### Source text
◇ ◇ ◇ ◇

Man, that sounds like the best argument for a self-driving fleet I’ve ever heard of. Why would I want to buy a big mini-van so I could schlep my kids around to practice when the robot cars can take them? A kid old enough to play an upright bass is a kid old enough to sit in a car by themselves to go to practice.

I say all this as the owner of a mini-van that I bought so I could schlep my kids around.

I think people are greatly overestimating how hard the logistics problems are. “Position cars with carseats convenient to neighborhoods where people have kids” is a problem that is eminently solvable by the army of math PhDs we’re going to collectively throw at it.

In fifteen years, the average new car buyer is going to be a corporation that operates a self-driving fleet. And I’m sure that the average individual new car buyer will be even older and richer. But they won’t be dictating the design of the fleet vehicles.

I will also note that people mentioning the hassle of waiting 5 minutes for an Uber/Lyft are not properly imagining the future. We have to wait 5 minutes for a car now because Uber/Lyft drivers are still a very small fraction of total cars. When a self-driving fleet is providing 20% of the transportation in an area, you aren’t going to have to wait 5 minutes under normal circumstances. There are going to be multiple cars on your block! You’re going to have to wait as long as it takes to walk to the closest one and get in.

◇ ◇ ◇ ◇

### Listed entries
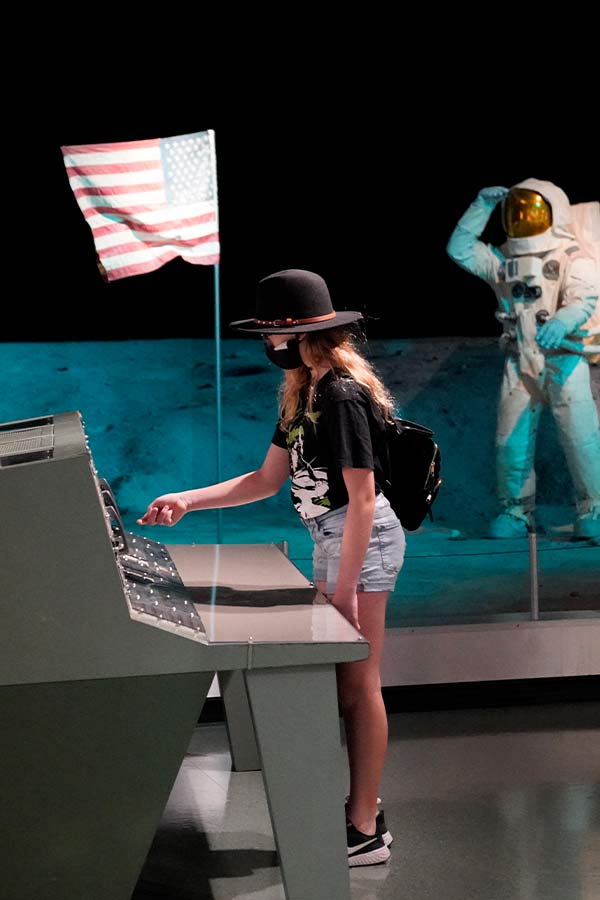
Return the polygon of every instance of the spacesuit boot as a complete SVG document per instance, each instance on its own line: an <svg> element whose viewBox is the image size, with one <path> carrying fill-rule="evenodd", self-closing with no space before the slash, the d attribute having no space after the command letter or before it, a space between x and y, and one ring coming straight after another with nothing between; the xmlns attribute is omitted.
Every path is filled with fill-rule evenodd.
<svg viewBox="0 0 600 900"><path fill-rule="evenodd" d="M522 506L511 506L492 519L488 528L491 538L522 538L529 531L535 530L533 516L525 512Z"/></svg>
<svg viewBox="0 0 600 900"><path fill-rule="evenodd" d="M577 516L573 534L579 538L600 540L600 505L594 506L589 512Z"/></svg>

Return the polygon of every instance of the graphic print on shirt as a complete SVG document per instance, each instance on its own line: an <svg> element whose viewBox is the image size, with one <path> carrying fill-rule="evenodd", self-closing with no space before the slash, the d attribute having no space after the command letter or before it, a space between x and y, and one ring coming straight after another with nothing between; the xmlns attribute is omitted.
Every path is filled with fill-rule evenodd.
<svg viewBox="0 0 600 900"><path fill-rule="evenodd" d="M304 418L316 428L320 415L320 412L307 412ZM329 489L327 469L315 468L304 458L304 419L288 432L287 445L290 452L294 506L303 519L312 519L330 509L331 501L327 496Z"/></svg>

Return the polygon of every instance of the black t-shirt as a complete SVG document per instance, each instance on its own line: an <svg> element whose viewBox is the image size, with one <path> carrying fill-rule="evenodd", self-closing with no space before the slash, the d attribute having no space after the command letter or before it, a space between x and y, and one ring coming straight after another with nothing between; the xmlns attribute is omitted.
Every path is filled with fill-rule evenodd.
<svg viewBox="0 0 600 900"><path fill-rule="evenodd" d="M365 389L328 372L317 385L312 410L300 410L289 431L277 423L272 443L288 451L292 500L303 519L348 502L342 466L374 470L379 492L373 422Z"/></svg>

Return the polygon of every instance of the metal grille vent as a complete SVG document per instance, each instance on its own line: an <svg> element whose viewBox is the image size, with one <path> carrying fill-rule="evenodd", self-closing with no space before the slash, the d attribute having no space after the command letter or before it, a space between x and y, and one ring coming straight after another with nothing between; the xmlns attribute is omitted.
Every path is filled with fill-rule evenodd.
<svg viewBox="0 0 600 900"><path fill-rule="evenodd" d="M54 452L54 425L0 431L0 466L49 459Z"/></svg>

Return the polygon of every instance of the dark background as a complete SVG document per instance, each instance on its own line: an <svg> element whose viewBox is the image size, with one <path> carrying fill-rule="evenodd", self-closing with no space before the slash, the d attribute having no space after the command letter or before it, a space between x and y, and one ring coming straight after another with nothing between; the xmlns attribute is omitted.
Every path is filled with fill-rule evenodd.
<svg viewBox="0 0 600 900"><path fill-rule="evenodd" d="M235 90L206 96L173 84L150 90L142 79L108 103L88 67L77 73L76 96L67 83L38 89L19 126L27 177L15 170L7 178L5 271L14 287L2 339L214 335L211 266L176 259L102 281L60 151L208 128L217 150L223 337L233 336L229 321L253 315L257 280L288 267L322 274L336 308L369 316L370 337L499 333L492 291L446 256L456 221L481 187L527 177L553 181L573 203L596 199L597 145L577 126L577 110L558 100L532 100L524 115L526 105L491 93L484 102L463 96L457 71L431 88L398 78L378 91L373 81L342 89L333 72L282 94L274 71L262 85L245 85L242 75ZM47 124L38 129L42 113ZM502 240L497 211L484 238Z"/></svg>

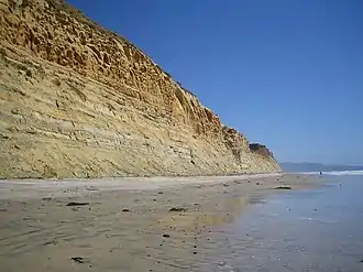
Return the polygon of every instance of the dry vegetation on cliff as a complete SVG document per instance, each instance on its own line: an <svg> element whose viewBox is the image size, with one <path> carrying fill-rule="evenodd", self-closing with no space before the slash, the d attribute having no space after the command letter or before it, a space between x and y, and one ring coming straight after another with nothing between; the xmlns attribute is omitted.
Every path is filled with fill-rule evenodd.
<svg viewBox="0 0 363 272"><path fill-rule="evenodd" d="M56 0L0 0L0 177L279 170L148 56Z"/></svg>

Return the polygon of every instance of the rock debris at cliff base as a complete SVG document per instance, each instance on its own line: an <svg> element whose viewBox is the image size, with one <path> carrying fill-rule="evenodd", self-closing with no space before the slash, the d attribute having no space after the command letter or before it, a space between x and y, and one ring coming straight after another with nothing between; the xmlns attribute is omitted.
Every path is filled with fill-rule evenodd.
<svg viewBox="0 0 363 272"><path fill-rule="evenodd" d="M276 172L125 39L56 0L0 0L0 177Z"/></svg>

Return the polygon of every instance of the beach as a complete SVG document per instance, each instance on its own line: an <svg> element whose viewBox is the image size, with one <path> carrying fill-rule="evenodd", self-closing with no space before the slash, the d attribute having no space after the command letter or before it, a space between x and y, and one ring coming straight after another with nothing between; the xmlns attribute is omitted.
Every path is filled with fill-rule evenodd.
<svg viewBox="0 0 363 272"><path fill-rule="evenodd" d="M250 205L318 184L282 174L3 179L1 270L197 271Z"/></svg>

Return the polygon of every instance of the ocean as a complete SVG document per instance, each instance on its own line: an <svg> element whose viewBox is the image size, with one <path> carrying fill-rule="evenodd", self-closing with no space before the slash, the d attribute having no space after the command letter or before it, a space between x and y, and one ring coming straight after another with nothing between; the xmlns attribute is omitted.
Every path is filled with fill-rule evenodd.
<svg viewBox="0 0 363 272"><path fill-rule="evenodd" d="M221 231L213 271L363 272L363 173L254 202Z"/></svg>

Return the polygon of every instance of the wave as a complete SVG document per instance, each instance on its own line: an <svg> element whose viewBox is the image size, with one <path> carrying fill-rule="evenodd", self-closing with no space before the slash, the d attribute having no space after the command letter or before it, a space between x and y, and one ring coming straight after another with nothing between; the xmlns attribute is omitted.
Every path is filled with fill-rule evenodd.
<svg viewBox="0 0 363 272"><path fill-rule="evenodd" d="M300 174L319 175L320 172L302 172ZM322 172L322 175L331 175L331 176L363 175L363 170L358 170L358 171L328 171L328 172Z"/></svg>

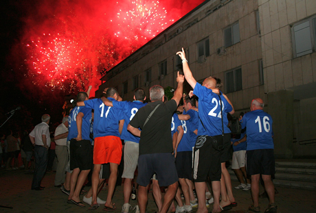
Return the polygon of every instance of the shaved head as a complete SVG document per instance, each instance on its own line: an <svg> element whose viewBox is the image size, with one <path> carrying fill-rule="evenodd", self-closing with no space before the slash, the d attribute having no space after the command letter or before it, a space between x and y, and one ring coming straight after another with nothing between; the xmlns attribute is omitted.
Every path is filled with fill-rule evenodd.
<svg viewBox="0 0 316 213"><path fill-rule="evenodd" d="M209 89L211 88L215 88L216 86L216 80L214 79L212 77L207 77L205 78L204 82L203 82L202 86Z"/></svg>

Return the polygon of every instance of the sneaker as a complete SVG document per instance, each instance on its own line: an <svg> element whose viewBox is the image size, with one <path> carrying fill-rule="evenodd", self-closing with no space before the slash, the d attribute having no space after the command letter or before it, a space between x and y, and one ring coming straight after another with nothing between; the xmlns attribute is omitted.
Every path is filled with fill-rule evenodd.
<svg viewBox="0 0 316 213"><path fill-rule="evenodd" d="M251 205L251 206L249 206L248 210L251 212L260 212L260 206L254 207L253 205Z"/></svg>
<svg viewBox="0 0 316 213"><path fill-rule="evenodd" d="M65 194L66 194L67 195L69 195L69 194L70 194L70 190L67 190L65 188L64 185L63 185L63 186L60 187L60 190L61 190L61 191L62 191L63 193L65 193Z"/></svg>
<svg viewBox="0 0 316 213"><path fill-rule="evenodd" d="M188 212L188 213L191 213L193 212L193 210L192 210L192 207L191 206L191 205L184 205L184 210L185 210L185 212Z"/></svg>
<svg viewBox="0 0 316 213"><path fill-rule="evenodd" d="M138 205L136 205L134 208L133 209L133 210L134 211L135 210L136 210L135 211L135 213L139 213L139 207L138 206Z"/></svg>
<svg viewBox="0 0 316 213"><path fill-rule="evenodd" d="M85 196L84 196L82 199L82 201L91 205L92 203L92 196L90 198L87 198ZM100 199L98 197L97 197L97 203L99 205L102 205L102 204L105 204L106 201Z"/></svg>
<svg viewBox="0 0 316 213"><path fill-rule="evenodd" d="M132 208L132 206L129 203L124 203L122 206L122 213L128 213L129 210Z"/></svg>
<svg viewBox="0 0 316 213"><path fill-rule="evenodd" d="M205 192L205 196L206 196L206 199L208 200L208 199L210 199L211 197L212 197L212 195L211 195L211 192Z"/></svg>
<svg viewBox="0 0 316 213"><path fill-rule="evenodd" d="M185 212L185 209L184 208L184 206L180 207L179 205L177 205L175 213L184 213L184 212Z"/></svg>
<svg viewBox="0 0 316 213"><path fill-rule="evenodd" d="M208 203L208 204L213 203L214 203L214 197L212 197L210 199L209 199L207 203Z"/></svg>
<svg viewBox="0 0 316 213"><path fill-rule="evenodd" d="M251 184L247 184L246 186L245 186L244 188L242 188L243 191L249 191L251 188Z"/></svg>
<svg viewBox="0 0 316 213"><path fill-rule="evenodd" d="M275 205L275 203L273 203L269 205L268 208L264 211L264 212L276 213L277 209L278 206Z"/></svg>
<svg viewBox="0 0 316 213"><path fill-rule="evenodd" d="M190 205L194 209L196 209L199 207L199 204L197 203L196 201L190 201Z"/></svg>
<svg viewBox="0 0 316 213"><path fill-rule="evenodd" d="M246 184L240 184L237 186L234 187L236 189L244 189L246 187Z"/></svg>

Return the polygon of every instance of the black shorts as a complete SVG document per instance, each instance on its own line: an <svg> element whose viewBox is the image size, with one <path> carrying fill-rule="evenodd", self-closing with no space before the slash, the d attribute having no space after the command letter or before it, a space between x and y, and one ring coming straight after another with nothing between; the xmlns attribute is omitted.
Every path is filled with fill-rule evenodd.
<svg viewBox="0 0 316 213"><path fill-rule="evenodd" d="M168 186L178 181L174 156L171 153L139 155L137 184L148 186L155 173L160 186Z"/></svg>
<svg viewBox="0 0 316 213"><path fill-rule="evenodd" d="M177 153L176 168L179 178L192 179L192 152L191 151Z"/></svg>
<svg viewBox="0 0 316 213"><path fill-rule="evenodd" d="M70 170L79 168L80 170L91 169L92 147L89 140L70 140Z"/></svg>
<svg viewBox="0 0 316 213"><path fill-rule="evenodd" d="M261 174L273 176L275 173L273 149L247 150L246 160L248 175Z"/></svg>
<svg viewBox="0 0 316 213"><path fill-rule="evenodd" d="M207 175L211 181L221 180L221 151L213 148L210 137L198 136L193 158L193 179L195 182L206 181Z"/></svg>
<svg viewBox="0 0 316 213"><path fill-rule="evenodd" d="M230 133L224 134L224 149L221 151L221 162L225 162L232 160L230 154L230 147L232 142L230 141Z"/></svg>

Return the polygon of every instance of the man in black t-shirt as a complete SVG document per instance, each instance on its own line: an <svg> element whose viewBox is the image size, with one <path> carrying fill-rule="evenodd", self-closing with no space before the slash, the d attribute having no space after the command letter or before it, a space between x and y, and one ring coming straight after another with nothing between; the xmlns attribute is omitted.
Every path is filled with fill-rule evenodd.
<svg viewBox="0 0 316 213"><path fill-rule="evenodd" d="M184 76L179 72L177 82L178 86L174 97L166 103L163 88L158 85L152 86L149 90L151 102L138 110L127 127L133 134L140 137L137 184L141 213L146 212L148 188L154 173L161 186L168 186L160 212L167 212L178 188L178 175L172 155L171 120L182 97Z"/></svg>

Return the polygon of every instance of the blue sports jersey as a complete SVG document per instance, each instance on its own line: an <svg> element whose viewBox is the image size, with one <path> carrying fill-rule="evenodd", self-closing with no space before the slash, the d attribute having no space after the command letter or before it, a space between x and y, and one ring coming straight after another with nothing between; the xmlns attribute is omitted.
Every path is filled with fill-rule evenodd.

◇ ◇ ◇ ◇

### Complete the following
A: Reproduce the stretch of the self-driving fleet comment from "Man, that sounds" through "throw at it.".
B: Pick up the comment on self-driving fleets after its last sentence and keep writing it.
The entries that come after the comment on self-driving fleets are separate material.

### Results for each task
A:
Man, that sounds like the best argument for a self-driving fleet I’ve ever heard of. Why would I want to buy a big mini-van so I could schlep my kids around to practice when the robot cars can take them? A kid old enough to play an upright bass is a kid old enough to sit in a car by themselves to go to practice.

I say all this as the owner of a mini-van that I bought so I could schlep my kids around.

I think people are greatly overestimating how hard the logistics problems are. “Position cars with carseats convenient to neighborhoods where people have kids” is a problem that is eminently solvable by the army of math PhDs we’re going to collectively throw at it.

B:
Why would I assume this? Well, I’ll tell you what I do know, On my 2006 4x4 Pathfinder, and my Wife’s 2019 Subaru AWD Ascent, you have to TURN OFF the VDC TCS(Vehicle Dynamic Control/Traction Control System) when in deep snow to give you the best odds of making it through. I’ve been there, this is a fact. A Subaru mechanic backed me up when I told my Wife about this for her new car.

Does this apply to everyone? Shit no. But it does apply to my Wife and I.

I’ll say again, that my situation is rare compared to the rest of the world, but common for those that I know and live near me. From my perspective, it’s not rare at all.

My point is that, when I own a car, there is always going to be a car in standby mode for me to use. A car service, whether driverless or Uber, does not have this feature. The closer you get to one car per person, so you don’t have to wait and where a car is available 24/7, the less you need a car service.

It depends on the cost, including non-monetary costs like wait time.

My point is that there is not enough demand for people who live where I live, and work where I work, on my schedule, to justify a different mass transit option, like a bus.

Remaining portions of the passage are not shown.